## begin Supplied entries

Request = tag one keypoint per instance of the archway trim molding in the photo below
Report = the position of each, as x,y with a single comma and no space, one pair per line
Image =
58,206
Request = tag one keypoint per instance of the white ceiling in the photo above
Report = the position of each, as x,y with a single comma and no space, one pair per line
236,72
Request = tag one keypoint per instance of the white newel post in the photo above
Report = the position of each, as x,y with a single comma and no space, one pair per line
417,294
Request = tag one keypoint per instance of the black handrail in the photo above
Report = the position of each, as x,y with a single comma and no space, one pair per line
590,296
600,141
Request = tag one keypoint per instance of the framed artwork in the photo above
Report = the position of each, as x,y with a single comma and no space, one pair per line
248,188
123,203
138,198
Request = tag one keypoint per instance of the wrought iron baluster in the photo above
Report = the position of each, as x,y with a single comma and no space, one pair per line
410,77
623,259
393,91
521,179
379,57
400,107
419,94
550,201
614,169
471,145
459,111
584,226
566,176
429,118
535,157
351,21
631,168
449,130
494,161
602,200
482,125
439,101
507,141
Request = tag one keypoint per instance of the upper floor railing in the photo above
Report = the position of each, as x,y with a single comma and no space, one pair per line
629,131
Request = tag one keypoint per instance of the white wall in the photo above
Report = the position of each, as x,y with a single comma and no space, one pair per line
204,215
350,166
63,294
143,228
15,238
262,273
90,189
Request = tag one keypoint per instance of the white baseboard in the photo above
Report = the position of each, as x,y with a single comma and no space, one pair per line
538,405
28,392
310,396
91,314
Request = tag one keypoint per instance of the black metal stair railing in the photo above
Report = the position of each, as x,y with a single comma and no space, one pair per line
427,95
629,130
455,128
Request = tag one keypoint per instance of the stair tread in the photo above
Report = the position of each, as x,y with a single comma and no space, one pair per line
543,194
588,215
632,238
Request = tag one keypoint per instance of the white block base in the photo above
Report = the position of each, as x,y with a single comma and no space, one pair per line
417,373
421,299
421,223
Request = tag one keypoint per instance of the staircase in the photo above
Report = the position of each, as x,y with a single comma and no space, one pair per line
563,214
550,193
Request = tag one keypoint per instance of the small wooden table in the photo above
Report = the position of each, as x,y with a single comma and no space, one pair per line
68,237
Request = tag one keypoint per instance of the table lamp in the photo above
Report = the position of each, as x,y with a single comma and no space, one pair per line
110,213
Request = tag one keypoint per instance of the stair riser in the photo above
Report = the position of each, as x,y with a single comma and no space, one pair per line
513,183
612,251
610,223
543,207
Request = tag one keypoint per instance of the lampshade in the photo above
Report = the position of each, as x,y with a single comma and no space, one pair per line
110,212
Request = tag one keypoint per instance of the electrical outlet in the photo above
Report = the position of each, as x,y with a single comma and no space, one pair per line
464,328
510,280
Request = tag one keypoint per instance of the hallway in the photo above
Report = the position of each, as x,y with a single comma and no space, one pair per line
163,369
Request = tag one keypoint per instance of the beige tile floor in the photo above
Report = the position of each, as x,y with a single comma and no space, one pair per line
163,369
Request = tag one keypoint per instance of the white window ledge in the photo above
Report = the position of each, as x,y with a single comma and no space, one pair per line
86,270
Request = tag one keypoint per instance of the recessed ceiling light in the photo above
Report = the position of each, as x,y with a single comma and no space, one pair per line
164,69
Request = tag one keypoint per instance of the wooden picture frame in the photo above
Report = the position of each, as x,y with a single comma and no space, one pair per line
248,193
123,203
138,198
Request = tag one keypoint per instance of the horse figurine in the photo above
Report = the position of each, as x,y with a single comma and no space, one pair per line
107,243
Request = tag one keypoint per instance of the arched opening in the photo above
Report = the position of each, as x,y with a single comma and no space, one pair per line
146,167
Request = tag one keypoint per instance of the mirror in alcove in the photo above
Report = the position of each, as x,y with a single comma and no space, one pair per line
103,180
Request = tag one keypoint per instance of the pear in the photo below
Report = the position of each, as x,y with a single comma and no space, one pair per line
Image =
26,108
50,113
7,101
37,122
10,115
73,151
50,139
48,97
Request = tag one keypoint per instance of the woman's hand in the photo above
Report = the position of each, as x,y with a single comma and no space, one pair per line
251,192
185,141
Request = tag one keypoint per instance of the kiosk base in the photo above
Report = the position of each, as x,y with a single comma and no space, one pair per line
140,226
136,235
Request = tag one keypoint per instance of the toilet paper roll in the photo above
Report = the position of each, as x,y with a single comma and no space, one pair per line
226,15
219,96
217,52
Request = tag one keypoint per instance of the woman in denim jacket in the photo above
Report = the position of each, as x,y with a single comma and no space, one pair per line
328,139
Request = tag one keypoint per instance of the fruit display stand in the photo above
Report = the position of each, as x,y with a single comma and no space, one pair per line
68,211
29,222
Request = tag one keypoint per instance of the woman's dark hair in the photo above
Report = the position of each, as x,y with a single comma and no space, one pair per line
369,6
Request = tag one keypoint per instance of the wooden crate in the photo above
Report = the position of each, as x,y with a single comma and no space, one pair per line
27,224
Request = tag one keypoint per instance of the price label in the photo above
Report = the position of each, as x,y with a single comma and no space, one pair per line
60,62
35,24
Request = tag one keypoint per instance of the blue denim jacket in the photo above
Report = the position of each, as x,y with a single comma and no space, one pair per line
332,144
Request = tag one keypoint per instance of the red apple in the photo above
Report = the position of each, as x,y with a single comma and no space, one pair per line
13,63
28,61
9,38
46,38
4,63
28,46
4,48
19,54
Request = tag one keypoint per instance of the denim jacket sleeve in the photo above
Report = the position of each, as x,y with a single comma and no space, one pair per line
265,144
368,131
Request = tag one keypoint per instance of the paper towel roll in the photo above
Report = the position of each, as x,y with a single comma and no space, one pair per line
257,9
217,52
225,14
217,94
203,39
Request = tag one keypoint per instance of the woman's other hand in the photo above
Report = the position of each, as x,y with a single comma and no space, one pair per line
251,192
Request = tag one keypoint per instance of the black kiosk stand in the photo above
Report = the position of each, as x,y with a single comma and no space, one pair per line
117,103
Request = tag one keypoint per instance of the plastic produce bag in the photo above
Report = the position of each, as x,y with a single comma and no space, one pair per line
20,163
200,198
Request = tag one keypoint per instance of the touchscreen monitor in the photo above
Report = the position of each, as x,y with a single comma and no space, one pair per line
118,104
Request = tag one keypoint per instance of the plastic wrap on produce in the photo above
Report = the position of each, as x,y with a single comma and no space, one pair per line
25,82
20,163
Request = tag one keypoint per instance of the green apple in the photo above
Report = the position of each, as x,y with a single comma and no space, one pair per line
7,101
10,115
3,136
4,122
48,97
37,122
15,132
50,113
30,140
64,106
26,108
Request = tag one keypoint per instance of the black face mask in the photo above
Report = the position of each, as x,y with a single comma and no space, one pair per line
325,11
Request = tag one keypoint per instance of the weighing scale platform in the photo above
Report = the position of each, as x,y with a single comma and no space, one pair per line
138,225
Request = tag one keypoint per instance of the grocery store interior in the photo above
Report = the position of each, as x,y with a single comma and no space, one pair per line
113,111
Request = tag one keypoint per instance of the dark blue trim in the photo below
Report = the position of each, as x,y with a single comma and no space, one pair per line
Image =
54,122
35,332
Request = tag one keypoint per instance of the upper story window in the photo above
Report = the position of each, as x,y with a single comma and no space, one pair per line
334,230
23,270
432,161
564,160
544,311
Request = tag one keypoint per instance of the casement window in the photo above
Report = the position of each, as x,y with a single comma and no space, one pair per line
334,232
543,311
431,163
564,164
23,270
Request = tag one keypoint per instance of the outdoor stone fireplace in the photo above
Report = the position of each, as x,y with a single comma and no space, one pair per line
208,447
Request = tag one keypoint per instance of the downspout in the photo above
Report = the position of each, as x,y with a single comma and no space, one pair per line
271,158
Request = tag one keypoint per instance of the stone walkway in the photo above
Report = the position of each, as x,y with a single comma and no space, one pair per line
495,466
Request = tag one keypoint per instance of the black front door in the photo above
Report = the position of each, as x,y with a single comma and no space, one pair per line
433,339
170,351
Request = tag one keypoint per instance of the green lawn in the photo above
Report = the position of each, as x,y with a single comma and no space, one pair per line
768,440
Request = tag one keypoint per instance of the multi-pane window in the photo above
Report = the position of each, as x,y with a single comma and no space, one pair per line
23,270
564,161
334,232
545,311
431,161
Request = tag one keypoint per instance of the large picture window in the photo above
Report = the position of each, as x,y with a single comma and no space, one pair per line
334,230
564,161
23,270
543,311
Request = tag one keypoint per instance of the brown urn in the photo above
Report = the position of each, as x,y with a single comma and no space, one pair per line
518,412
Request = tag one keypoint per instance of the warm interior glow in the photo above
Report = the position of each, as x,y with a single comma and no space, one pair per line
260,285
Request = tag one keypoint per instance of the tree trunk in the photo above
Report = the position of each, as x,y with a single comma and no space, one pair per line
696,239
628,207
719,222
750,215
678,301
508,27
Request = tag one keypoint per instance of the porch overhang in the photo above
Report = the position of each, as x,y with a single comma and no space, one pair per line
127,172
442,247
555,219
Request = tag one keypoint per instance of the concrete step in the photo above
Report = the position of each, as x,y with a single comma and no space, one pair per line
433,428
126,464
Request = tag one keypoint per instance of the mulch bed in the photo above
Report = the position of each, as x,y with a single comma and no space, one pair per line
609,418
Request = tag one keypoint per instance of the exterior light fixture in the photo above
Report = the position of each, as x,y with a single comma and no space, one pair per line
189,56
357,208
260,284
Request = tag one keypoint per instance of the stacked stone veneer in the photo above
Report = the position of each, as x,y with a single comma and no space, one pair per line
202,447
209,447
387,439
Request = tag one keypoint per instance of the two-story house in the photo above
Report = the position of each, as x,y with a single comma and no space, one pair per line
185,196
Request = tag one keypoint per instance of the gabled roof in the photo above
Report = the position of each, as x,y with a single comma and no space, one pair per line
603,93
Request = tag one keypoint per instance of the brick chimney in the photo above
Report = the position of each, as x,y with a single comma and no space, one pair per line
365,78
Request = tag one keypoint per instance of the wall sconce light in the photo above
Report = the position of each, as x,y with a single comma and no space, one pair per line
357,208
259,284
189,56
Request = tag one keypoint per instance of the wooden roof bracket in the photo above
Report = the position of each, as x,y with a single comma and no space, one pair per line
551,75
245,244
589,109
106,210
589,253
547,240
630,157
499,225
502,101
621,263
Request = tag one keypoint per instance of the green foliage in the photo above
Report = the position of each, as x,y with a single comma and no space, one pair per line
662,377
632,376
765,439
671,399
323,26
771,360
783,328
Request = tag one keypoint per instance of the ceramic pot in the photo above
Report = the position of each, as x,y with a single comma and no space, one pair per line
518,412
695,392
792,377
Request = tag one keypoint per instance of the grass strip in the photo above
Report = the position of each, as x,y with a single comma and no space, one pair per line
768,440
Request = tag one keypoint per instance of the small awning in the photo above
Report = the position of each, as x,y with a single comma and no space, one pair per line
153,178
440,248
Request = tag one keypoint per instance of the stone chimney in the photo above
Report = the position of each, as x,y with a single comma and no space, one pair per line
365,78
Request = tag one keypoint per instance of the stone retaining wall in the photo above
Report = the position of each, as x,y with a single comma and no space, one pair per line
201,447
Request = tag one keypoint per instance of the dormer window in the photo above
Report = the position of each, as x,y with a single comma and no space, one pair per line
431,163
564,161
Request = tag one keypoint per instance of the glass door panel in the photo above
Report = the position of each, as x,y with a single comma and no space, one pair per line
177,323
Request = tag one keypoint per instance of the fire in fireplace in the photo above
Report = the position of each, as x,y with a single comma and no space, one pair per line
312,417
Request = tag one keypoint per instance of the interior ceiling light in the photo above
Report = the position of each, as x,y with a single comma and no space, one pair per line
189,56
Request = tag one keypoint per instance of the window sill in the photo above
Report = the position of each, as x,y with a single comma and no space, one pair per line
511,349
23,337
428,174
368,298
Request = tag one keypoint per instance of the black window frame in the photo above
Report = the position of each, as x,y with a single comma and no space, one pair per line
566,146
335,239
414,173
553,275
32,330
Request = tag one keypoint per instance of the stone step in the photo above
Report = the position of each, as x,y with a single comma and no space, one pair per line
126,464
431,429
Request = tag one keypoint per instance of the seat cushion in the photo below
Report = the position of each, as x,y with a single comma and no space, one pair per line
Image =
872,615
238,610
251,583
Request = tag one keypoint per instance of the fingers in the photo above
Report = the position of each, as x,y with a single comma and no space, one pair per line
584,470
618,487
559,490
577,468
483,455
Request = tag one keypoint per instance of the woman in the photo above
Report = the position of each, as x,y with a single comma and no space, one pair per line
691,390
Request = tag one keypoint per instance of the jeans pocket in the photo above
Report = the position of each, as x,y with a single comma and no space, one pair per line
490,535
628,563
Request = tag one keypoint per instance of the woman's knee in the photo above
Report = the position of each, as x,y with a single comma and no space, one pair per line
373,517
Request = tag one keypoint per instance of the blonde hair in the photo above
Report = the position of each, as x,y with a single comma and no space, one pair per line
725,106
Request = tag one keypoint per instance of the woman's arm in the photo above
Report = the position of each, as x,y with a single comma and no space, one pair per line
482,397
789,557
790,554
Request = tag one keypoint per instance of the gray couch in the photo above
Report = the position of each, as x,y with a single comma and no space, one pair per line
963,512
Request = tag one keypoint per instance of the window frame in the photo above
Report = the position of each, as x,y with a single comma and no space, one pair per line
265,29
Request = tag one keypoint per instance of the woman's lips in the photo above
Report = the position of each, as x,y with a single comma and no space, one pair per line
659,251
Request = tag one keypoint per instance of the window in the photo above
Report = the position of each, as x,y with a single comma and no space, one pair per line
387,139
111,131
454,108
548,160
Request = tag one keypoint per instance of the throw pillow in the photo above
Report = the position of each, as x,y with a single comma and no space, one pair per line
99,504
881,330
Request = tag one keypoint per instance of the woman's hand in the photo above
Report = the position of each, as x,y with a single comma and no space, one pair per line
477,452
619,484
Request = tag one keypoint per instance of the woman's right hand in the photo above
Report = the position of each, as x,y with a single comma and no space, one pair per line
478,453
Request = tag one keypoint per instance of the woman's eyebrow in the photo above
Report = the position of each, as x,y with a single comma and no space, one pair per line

## end Supplied entries

_What needs to be done_. Return the line that contains "Request = tag one keypoint per instance of the jeans" and all lines after it, verbatim, and nothing else.

_Exercise output_.
Request = tag one keypoint per instance of the jeans pocket in the photo above
Report = the position of each, as x,y with a single comma and no space, one pair per line
490,535
628,563
Request = tag one keypoint per instance of the woman's knee in the photo above
Report = the position of each, as x,y with a single comma and no space, one pair per line
373,517
Request = tag one keypoint per instance of the blonde hair in the photo above
Report = the position of each, as x,y with a single comma and no space, one pair per line
725,106
Request = tag one keypoint per instance of the woman's arm in the photo above
Report = the position of each, as x,y with a single comma and no space, one pair per line
482,397
789,557
790,554
Request = tag one keypoint per instance of the gray couch in the photo above
Report = the position of each, as x,y with a single comma and no space, one pair per line
963,512
Request = tag one keypoint per instance of the window frame in the photo above
Report = the position of each, as x,y with a single comma and no space, one pair per line
265,29
Request = tag one keypoint per instance of the woman's lips in the photo above
Report = the position of each, as x,y with a single comma and no space, one pair per line
659,251
Request = tag one keypoint per instance of the window in the photo above
Report = the position of each, as x,y with a single comma and no space, one pair per line
387,139
111,131
454,108
548,160
Request = tag one keypoint per instance of the throw pillow in the photo above
Report = the position of each, as x,y with a single comma and no space, one pair per line
99,504
881,330
Request = tag one keypoint per instance of the woman's hand in the photo above
Report = the position of each, as x,y with a single comma and no space, one pair per line
477,452
619,484
Request = tag one keypoint per instance of the woman's right hand in the photo above
Report = the position of each, as x,y with a single comma and no space, one pair per line
478,453
Request = tag one keypoint per instance of the woman's eyebrow in the photo above
Report = the position of each, as x,y with a single comma and no space, one pair per line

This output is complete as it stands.